The task »
Each line of the material must reappear unchanged in the answer.

Material to process »
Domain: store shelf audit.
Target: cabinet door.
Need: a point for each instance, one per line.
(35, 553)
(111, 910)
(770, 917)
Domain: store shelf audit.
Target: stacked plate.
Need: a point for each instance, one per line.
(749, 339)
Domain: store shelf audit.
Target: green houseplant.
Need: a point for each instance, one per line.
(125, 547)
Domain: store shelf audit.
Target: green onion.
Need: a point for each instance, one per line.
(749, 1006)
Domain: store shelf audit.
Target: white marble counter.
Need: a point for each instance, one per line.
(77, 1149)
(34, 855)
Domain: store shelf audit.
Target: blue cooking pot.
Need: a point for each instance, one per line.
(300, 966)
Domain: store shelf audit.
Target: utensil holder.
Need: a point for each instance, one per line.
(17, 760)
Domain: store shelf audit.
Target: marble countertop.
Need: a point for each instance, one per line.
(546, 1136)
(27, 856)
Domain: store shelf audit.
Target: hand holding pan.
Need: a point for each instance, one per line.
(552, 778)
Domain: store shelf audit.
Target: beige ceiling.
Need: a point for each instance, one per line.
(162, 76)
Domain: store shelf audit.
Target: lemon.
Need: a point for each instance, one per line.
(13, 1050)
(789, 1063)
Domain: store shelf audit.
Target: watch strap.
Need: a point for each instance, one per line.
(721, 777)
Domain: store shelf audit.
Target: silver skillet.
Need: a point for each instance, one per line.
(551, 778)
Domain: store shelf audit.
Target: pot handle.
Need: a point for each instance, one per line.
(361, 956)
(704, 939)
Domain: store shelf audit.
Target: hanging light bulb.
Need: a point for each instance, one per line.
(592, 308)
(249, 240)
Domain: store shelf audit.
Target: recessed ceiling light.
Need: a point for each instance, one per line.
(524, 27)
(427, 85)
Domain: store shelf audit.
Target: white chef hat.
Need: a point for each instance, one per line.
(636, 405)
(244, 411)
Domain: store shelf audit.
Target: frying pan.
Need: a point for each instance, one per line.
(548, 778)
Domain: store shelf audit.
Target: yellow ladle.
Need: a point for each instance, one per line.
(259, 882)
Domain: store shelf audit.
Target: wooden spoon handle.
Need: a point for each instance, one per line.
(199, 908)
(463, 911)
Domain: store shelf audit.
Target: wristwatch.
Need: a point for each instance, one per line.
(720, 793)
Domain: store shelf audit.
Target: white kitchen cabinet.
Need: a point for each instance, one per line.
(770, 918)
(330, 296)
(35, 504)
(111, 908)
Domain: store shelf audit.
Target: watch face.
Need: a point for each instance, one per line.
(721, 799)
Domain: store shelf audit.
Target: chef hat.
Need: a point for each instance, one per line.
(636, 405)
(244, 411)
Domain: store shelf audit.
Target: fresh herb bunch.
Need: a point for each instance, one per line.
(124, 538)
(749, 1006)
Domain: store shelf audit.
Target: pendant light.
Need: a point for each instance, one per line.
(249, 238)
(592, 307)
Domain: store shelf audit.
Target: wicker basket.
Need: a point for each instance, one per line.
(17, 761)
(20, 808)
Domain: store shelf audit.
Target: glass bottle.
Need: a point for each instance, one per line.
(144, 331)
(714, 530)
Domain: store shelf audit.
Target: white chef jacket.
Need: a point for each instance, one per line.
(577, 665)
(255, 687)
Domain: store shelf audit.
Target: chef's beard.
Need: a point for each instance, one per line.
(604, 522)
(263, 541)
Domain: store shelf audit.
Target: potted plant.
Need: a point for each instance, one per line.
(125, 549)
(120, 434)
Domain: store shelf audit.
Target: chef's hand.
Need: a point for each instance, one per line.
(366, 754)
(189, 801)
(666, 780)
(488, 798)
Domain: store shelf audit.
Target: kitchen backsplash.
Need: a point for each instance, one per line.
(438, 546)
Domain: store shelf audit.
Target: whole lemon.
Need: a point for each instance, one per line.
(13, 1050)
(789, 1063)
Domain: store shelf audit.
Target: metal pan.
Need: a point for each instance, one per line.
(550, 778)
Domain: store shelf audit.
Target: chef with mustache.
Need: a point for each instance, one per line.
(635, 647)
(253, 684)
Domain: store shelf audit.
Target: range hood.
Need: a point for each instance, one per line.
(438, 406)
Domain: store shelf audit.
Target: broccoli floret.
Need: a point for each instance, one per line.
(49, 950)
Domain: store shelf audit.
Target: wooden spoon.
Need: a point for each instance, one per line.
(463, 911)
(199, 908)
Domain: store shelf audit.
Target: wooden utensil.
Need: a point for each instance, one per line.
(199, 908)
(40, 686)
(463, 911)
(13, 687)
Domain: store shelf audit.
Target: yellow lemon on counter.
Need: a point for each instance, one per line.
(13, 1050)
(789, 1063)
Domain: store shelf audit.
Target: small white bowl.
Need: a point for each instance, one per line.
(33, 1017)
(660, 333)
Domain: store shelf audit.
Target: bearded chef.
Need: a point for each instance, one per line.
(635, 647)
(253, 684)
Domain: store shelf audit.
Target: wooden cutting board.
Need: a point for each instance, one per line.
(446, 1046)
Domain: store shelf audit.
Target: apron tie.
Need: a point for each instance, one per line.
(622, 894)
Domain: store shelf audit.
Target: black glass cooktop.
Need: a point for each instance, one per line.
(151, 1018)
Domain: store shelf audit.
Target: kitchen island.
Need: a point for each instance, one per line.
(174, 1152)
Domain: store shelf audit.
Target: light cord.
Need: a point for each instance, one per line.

Result »
Domain: store shelf audit.
Target: cabinet door.
Need: a point for each instance, one per line.
(35, 553)
(111, 910)
(770, 917)
Domain: store shelf audit.
Target: stacked plate.
Need: a point for each instance, one per line.
(749, 339)
Domain: store shelf audit.
Target: green houseplant.
Need: a point for each instance, one per line.
(125, 547)
Domain: store shelf audit.
Target: green onion.
Need: a point for each instance, one per line.
(749, 1006)
Domain: store shelf audit.
Target: white marble counter.
Need: a point for each instance, one per line.
(77, 1149)
(34, 855)
Domain: store shelf audit.
Target: blue cooking pot.
Need: a point for each instance, one per line.
(300, 966)
Domain: store shelf audit.
Target: utensil holder.
Need: a point for each instance, one per line.
(17, 760)
Domain: store shelf audit.
Target: marble countertop.
Need: a point for each instance, one per line.
(546, 1136)
(27, 856)
Domain: store shelf audit.
Target: hand holding pan.
Need: a point for each instance, one per line.
(552, 778)
Domain: store shelf audit.
Target: beige ceiling.
Need: a point for each instance, one per line.
(162, 76)
Domain: store shelf audit.
Target: lemon.
Need: a point for each instance, one per line.
(13, 1050)
(789, 1063)
Domain: store shelf audit.
Target: watch strap.
Need: a point for each instance, one per line.
(721, 777)
Domain: store shelf audit.
Target: silver skillet.
Need: a point for each instance, one per line.
(551, 778)
Domain: store shelf audit.
Target: pot handle.
Need: a point for each instance, one per line.
(361, 956)
(704, 939)
Domain: store shelf audit.
Target: hanging light bulb.
Need: a point for each instance, one per line.
(592, 308)
(249, 240)
Domain: store shelf audit.
Target: recessed ceiling light.
Need: a point for each instance, one per line.
(524, 27)
(427, 85)
Domain: store shelf audit.
Target: white chef hat.
Need: a point for each instance, one per line.
(636, 405)
(244, 411)
Domain: store shelf audit.
Target: frying pan.
Need: a point for each instance, one per line.
(548, 778)
Domain: store shelf audit.
Target: yellow ladle.
Need: a point for each instance, one per line.
(259, 882)
Domain: store shelf audit.
Target: wooden spoon handle.
Need: a point for each instance, one per line.
(199, 908)
(463, 911)
Domain: store shelf audit.
Target: wristwatch.
Need: a point for each instance, one per line.
(720, 793)
Domain: store shelf audit.
Target: white kitchen cabinet.
Need: a point for each instance, one per line.
(770, 918)
(330, 296)
(35, 504)
(111, 908)
Domain: store shelf audit.
Target: watch face.
Need: a point for each instance, one per line.
(721, 799)
Domain: store shelf audit.
Target: chef hat.
Need: a point for each instance, one per line.
(636, 405)
(244, 411)
Domain: store shelf audit.
Target: fresh herb bunch.
Need: a point for each instance, one per line.
(124, 538)
(749, 1006)
Domain: store shelf audit.
Target: pendant light.
Need: a point for each instance, one per line.
(249, 238)
(592, 307)
Domain: store shelf audit.
Target: wicker basket.
Need: a point for each instance, one per line.
(17, 761)
(20, 808)
Domain: store shelf audit.
Target: glass bottle.
Need: a point for each instance, one per line.
(144, 331)
(714, 530)
Domain: store shelf audit.
Target: white chef jacket.
Need: a point for each instance, one per line.
(577, 665)
(255, 687)
Domain: store shelf audit.
Target: chef's beard.
Need: a point for each instance, one per line.
(604, 522)
(263, 541)
Domain: store shelf audit.
Target: potted plant.
Need: a point for each instance, one per line.
(125, 549)
(120, 434)
Domain: store shelf audit.
Target: chef's hand.
Need: a point for each instance, one per line.
(366, 754)
(189, 801)
(666, 780)
(488, 798)
Domain: store shelf audit.
Target: kitchen backsplash.
Need: a point for each instance, one per line.
(438, 546)
Domain: store shelf audit.
Target: whole lemon.
Need: a point for each instance, one per line.
(13, 1050)
(789, 1063)
Domain: store shelf audit.
Target: metal pan.
Need: a point for each instance, one per line.
(550, 778)
Domain: store shelf audit.
Target: chef with mustache.
Need: a point for each instance, one per line.
(635, 647)
(253, 684)
Domain: store shelf audit.
Target: range hood.
Need: a point for each instance, one per line.
(438, 406)
Domain: store shelf audit.
Target: broccoli floret.
Need: a point for each instance, one per line.
(49, 950)
Domain: store shelf audit.
Target: wooden spoon.
Need: a point for each instance, one per line.
(463, 911)
(199, 908)
Domain: store shelf audit.
Target: wooden utensil.
Need: a point for each instance, one per line.
(199, 908)
(40, 686)
(463, 911)
(13, 687)
Domain: store shelf audit.
Target: yellow lemon on counter.
Need: a point for each instance, one per line.
(13, 1050)
(789, 1063)
Domain: store shelf audit.
Target: small white bowl.
Need: a point for each instance, one per line.
(33, 1017)
(660, 333)
Domain: store shelf audit.
Target: bearded chef.
Need: a point for each instance, one per line.
(635, 647)
(253, 684)
Domain: store shelf audit.
Target: wooden cutting board.
Need: a point for each instance, one per line.
(446, 1046)
Domain: store shelf audit.
Target: apron tie.
Need: a point for each instance, one per line.
(622, 894)
Domain: store shelf audit.
Target: black glass cooktop.
Need: a point for each instance, one per line.
(151, 1018)
Domain: store shelf audit.
Target: kitchen island.
Need: a point for each instance, one per line.
(174, 1152)
Domain: store shelf audit.
Target: light cord.
Need: a point for each instance, one per line.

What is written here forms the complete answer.